Whenever the word "guardrail" appears in a line of the data below, copy that line.

(Information supplied)

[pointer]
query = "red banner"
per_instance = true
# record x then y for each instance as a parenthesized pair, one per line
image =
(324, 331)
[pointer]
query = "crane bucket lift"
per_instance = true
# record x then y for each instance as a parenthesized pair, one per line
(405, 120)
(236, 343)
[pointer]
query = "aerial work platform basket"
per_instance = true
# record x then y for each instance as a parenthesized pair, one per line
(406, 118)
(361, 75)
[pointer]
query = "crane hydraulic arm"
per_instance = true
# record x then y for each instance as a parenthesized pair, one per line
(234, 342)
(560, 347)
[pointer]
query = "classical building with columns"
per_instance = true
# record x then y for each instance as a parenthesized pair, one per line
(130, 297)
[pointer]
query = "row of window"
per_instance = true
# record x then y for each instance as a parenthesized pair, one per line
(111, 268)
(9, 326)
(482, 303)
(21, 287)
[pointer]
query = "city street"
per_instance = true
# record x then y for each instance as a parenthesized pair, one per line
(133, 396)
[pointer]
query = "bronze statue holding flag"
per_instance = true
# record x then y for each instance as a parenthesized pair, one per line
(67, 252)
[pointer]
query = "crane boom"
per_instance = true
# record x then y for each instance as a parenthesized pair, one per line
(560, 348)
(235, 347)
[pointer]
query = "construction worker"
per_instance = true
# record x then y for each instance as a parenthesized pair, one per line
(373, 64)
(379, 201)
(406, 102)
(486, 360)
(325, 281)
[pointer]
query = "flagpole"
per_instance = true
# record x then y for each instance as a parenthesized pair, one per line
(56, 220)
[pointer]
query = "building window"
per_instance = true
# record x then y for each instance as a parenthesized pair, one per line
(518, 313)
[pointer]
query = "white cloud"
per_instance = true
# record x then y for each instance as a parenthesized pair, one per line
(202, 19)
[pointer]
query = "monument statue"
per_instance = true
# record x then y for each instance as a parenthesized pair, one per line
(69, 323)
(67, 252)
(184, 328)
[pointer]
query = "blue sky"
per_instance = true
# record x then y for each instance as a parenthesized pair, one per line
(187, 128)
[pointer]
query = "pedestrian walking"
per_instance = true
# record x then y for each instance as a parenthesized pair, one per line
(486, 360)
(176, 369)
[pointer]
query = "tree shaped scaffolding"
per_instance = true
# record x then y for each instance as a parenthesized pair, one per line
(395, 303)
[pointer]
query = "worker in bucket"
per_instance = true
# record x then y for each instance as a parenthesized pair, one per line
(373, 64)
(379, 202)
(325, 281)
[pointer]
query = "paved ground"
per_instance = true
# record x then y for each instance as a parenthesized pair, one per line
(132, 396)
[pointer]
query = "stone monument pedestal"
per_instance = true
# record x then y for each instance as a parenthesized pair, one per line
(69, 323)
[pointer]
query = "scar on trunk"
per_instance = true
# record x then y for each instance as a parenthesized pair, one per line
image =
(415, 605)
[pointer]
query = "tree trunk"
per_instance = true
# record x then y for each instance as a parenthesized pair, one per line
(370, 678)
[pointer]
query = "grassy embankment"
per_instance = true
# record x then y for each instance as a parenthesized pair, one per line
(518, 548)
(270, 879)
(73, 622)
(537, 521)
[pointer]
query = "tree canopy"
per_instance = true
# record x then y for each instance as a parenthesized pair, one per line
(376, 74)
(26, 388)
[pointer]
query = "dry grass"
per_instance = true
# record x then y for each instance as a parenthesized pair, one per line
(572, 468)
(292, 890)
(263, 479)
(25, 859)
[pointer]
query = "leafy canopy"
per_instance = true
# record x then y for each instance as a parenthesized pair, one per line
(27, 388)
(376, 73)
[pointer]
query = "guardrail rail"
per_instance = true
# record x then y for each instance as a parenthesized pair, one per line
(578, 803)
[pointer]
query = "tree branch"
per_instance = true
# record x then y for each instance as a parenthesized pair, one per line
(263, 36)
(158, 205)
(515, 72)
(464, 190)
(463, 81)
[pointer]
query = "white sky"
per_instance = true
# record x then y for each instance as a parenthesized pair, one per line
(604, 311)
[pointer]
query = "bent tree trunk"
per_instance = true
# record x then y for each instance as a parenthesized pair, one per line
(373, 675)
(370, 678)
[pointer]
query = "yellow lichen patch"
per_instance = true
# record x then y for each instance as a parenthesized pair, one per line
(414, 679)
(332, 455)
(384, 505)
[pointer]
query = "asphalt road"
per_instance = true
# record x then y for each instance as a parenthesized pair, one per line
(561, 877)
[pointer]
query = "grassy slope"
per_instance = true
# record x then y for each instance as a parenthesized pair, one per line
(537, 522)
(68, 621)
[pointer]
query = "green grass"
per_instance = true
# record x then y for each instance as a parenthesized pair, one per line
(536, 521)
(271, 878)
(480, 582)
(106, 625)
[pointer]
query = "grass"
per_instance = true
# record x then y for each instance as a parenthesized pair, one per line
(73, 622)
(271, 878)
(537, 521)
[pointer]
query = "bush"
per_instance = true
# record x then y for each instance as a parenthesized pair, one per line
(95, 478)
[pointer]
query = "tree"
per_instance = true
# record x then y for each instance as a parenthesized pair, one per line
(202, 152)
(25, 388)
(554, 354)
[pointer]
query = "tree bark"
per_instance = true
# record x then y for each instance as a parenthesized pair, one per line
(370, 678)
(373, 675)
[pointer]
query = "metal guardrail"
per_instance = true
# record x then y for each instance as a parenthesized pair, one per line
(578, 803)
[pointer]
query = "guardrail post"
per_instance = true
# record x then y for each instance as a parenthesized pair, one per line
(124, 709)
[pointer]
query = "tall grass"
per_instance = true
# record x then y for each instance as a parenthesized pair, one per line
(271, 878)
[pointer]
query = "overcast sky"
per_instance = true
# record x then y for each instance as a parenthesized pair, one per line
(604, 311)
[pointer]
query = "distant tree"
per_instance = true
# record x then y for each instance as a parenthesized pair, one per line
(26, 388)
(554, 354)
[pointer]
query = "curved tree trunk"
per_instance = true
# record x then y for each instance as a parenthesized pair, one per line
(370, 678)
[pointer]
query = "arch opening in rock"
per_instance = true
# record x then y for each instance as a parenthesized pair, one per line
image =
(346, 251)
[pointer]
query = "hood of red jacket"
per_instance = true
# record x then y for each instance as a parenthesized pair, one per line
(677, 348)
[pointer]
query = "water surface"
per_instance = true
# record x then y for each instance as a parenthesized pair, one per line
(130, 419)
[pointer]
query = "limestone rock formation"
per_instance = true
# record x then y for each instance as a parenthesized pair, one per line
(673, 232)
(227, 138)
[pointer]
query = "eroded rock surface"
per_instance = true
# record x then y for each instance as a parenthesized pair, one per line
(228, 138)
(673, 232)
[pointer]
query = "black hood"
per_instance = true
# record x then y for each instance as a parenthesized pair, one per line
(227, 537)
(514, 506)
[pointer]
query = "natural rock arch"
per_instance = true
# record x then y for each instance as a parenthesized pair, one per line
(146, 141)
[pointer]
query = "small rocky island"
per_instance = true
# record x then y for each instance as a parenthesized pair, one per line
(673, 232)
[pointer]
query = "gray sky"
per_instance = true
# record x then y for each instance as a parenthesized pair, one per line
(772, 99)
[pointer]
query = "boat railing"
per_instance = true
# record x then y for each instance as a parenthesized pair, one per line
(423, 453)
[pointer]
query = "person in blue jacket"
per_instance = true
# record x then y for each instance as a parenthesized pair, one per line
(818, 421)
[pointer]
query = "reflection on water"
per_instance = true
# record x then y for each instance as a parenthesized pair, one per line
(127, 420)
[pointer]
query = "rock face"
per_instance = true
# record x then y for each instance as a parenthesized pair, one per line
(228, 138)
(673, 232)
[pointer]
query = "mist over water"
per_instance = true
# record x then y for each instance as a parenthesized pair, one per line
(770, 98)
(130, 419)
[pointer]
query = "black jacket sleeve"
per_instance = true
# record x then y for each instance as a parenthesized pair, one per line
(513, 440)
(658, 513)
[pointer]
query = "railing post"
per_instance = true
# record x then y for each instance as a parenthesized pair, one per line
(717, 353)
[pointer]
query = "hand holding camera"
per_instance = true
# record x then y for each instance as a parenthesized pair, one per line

(End Information supplied)

Exercise response:
query = "guardrail rail"
query = "metal guardrail"
query = "guardrail post"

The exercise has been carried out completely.